[Bounding box annotation entries]
__________

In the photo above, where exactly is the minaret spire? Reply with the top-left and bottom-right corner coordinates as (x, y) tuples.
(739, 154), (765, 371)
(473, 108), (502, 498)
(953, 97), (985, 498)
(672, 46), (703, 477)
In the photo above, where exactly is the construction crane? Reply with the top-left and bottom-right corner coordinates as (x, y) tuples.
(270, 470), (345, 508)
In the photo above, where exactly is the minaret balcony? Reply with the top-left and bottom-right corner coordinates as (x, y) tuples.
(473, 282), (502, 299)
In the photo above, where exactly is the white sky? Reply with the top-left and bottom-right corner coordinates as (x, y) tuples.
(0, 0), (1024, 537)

__________

## DIRECTION
Rewrite all of the rows above as a numbered list, leaving out any blank lines.

## EXPECTED OUTPUT
1. In the photo above, where exactly is the minaret spire? Reply with the top-left and bottom-right corner coordinates as (x, y) tuples.
2. (739, 154), (765, 371)
3. (473, 108), (502, 498)
4. (953, 97), (985, 498)
5. (672, 46), (703, 477)
6. In the photo above, where exactly is the construction crane? Reply with the top-left and bottom-right corner coordinates as (x, y) tuples.
7. (270, 470), (345, 508)
8. In the photo above, where exactly is the minaret balcony? Reply with the top-left and bottom-right corner coordinates as (x, y) tuples.
9. (473, 282), (502, 299)
10. In the photo above, where exactly is the white sky? Reply with the top-left and bottom-right corner coordinates as (x, y) tuples.
11. (0, 0), (1024, 537)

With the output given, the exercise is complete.